Top of PROVIDED MATERIAL

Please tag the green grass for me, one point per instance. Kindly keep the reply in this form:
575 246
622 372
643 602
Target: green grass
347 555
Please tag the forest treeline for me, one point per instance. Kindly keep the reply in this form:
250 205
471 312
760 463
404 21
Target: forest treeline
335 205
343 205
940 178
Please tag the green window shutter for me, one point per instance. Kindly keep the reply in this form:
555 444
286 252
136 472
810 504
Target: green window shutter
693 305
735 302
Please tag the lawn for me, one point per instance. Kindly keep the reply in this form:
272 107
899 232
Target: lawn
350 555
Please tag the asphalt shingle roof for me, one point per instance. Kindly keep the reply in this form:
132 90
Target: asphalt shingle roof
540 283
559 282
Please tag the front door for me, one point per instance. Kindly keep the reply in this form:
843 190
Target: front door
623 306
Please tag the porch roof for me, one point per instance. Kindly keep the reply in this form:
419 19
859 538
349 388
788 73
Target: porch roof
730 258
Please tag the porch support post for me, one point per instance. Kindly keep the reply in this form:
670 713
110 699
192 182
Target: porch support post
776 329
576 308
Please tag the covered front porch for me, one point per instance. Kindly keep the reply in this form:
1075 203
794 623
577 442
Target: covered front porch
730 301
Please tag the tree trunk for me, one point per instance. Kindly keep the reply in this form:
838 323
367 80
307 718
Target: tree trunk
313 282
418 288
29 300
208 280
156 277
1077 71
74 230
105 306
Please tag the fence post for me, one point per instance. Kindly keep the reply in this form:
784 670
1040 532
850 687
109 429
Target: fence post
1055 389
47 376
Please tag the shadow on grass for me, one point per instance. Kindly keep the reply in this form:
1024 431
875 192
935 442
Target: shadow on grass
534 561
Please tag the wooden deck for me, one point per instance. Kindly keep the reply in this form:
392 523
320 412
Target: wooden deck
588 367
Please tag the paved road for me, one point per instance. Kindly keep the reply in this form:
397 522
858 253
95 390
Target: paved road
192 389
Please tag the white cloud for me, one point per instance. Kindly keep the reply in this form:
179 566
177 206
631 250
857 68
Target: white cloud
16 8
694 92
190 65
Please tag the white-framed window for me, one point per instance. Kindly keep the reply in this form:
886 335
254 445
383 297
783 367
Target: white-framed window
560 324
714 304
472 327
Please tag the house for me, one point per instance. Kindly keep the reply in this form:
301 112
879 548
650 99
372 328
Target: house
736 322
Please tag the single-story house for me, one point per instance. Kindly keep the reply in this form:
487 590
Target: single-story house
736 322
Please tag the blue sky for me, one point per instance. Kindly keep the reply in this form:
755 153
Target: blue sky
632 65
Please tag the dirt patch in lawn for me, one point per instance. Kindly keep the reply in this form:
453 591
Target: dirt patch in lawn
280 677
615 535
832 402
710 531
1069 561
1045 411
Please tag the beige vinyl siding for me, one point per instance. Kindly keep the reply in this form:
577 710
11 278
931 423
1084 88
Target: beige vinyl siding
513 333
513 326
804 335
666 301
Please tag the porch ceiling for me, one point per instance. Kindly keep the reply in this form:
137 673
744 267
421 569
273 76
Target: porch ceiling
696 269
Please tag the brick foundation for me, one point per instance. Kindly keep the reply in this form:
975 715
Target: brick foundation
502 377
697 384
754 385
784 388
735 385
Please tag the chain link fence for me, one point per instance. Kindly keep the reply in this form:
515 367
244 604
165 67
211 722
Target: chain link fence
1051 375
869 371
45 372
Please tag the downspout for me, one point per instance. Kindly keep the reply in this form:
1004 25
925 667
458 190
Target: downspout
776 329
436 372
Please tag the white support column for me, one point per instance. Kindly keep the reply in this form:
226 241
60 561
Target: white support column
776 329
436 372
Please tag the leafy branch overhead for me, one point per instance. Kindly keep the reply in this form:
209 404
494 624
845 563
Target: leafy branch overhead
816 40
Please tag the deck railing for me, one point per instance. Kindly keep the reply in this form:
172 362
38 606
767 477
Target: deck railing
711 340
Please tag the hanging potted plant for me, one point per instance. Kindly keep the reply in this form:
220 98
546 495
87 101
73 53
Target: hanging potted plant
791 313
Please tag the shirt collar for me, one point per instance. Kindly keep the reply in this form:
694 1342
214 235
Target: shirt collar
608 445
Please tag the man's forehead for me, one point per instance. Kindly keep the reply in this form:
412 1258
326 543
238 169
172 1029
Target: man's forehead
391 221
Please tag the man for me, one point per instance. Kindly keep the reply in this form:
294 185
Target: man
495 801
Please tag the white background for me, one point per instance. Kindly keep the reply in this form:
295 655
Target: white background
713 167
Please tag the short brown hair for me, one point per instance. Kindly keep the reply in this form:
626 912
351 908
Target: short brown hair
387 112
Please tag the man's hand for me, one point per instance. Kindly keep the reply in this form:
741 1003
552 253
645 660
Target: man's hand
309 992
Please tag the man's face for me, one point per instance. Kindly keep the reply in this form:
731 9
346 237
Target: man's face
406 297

Bottom of PROVIDED MATERIAL

● **EXERCISE DETAILS**
Copy each entry above exactly, character for character.

● **COMPLETED EXERCISE**
Please tag the green grass for me, one point per instance. Kindly keep the reply in this form:
575 246
622 372
643 602
Target: green grass
347 555
Please tag the forest treeline for me, one point per instance. Kindly keep the reply in this form:
250 205
471 312
760 463
404 21
Target: forest treeline
335 205
343 205
940 178
Please tag the green window shutter for me, one point per instance. Kindly keep the reply in this form:
555 444
286 252
136 472
810 504
Target: green window shutter
693 305
735 302
Please tag the lawn for me, one point per instance. Kindly keep the reply in this form:
272 107
899 232
Target: lawn
350 555
Please tag the asphalt shingle roof for me, one point per instance. Kindly keep the reply in this form:
132 90
Target: asphalt shingle roof
540 283
559 282
Please tag the front door for me, one point per instance. Kindly keep the reply in this form:
843 190
Target: front door
623 306
Please tag the porch roof for me, one point per instance. Kindly keep the reply in this form:
419 19
859 538
349 388
788 73
Target: porch roof
730 258
Please tag the porch support post for me, one point per instance. Kindly keep the reply in this form:
670 713
110 699
192 182
Target: porch support post
776 329
576 308
Please tag the covered front porch for me, one point per instance. Kindly keep the reply in this form:
1075 203
794 623
577 442
Target: covered front porch
730 301
Please tag the tree trunk for me, one point per instance. Kindly keep the reply in this form:
838 323
367 80
307 718
Target: tree trunk
313 282
418 288
29 300
208 280
156 277
1077 71
74 230
105 306
Please tag the fence post for me, one point per instance. Kindly keep the reply in this form:
784 670
1040 532
850 687
109 429
Target: fence post
1055 389
47 376
Please tag the shadow on grass for me, one point per instance. Kindly keep the reply in this form:
1024 431
875 192
935 442
Target: shadow on grass
534 561
Please tag the wooden deck for me, one point per instance. Kindly keep the reply in this form:
392 523
320 412
Target: wooden deck
588 367
Please tag the paved road for me, one point per instance. Kindly keep the reply in this form:
397 522
858 253
95 390
Target: paved road
192 389
Please tag the white cloud for me, one point per instance. Kindly keep the reply in this form:
179 566
177 206
631 250
857 68
Target: white cloud
16 8
694 92
190 65
Please tag the white-framed window for me, one point per instance. Kindly keep the reply in this form:
886 335
254 445
383 297
783 367
Target: white-framed window
560 324
714 304
472 327
Please tag the house for me, one point per instance. Kindly keep the reply in this form:
301 112
879 548
650 99
372 328
Target: house
736 322
Please tag the single-story house for me, one point per instance. Kindly keep the reply in this form:
487 590
Target: single-story house
736 322
Please tag the blue sky for me, one point per instance. Kindly keep the reply in this form:
755 153
Target: blue sky
632 65
Please tag the dirt patch in lawn for me, one point per instance. Kindly keep the reply in this form:
453 591
Target: dirt patch in lawn
280 677
615 535
832 402
710 531
1069 561
1045 411
Please tag the beige vinyl siding for me, one point per instance. Kindly keep the reply in this form:
577 710
11 278
931 423
1084 88
Target: beige vinyl siding
513 333
513 326
804 335
666 301
Please tag the porch ceiling for me, one point per instance. Kindly keep the reply in this form:
137 673
744 267
421 569
273 76
Target: porch ceiling
696 269
Please tag the brick foundation for me, one point per instance. Kindly keep the reply in this form:
975 715
Target: brick foundation
502 377
697 384
754 385
784 388
735 385
Please tag the chain link fence for me, one point per instance. Kindly keep the reply in this form:
515 367
244 604
165 67
211 722
Target: chain link fence
1051 375
869 371
45 372
Please tag the downspout for me, one point per instance. Kindly keep the reply in this form:
1004 25
925 667
458 190
Target: downspout
776 329
436 372
Please tag the white support column for me, one point per instance. Kindly keep the reply in this form:
226 241
60 561
Target: white support column
776 329
436 372
Please tag the leafy branch overhead for me, one point per instance. Kindly keep the reply in this form:
209 404
494 624
845 563
Target: leafy branch overhead
816 40
Please tag the deck railing for me, one point per instance. Kindly keep the reply in this form:
172 362
38 606
767 477
Target: deck railing
711 340
Please tag the hanging potted plant for me, one point per instance. Kindly keep the reply in this form:
220 98
546 495
87 101
73 53
Target: hanging potted plant
791 313
Please tag the shirt collar for me, one point per instance. Kindly keep the reply in this form:
694 1342
214 235
Target: shirt collar
608 445
Please tag the man's forehead for me, one point per instance. Kindly keep the reply in this form:
412 1258
326 543
238 169
172 1029
Target: man's forehead
391 221
Please tag the man for me, one point per instance. Kindly keep the reply in this form:
294 185
Target: man
495 801
Please tag the white background for me, one point per instance. Kindly keep the reply in this form:
295 655
Target: white background
713 167
Please tag the short brown hair for me, one point per instance. Kindly keep the reply in this form:
626 912
351 908
Target: short brown hair
387 112
Please tag the man's hand for me, one point per instance. Kindly keep the reply in this form:
741 1003
552 253
645 660
Target: man's hand
309 992
Please tag the man's face for me, one point per instance. Kindly keep the reply in this form:
731 9
346 237
Target: man's face
406 297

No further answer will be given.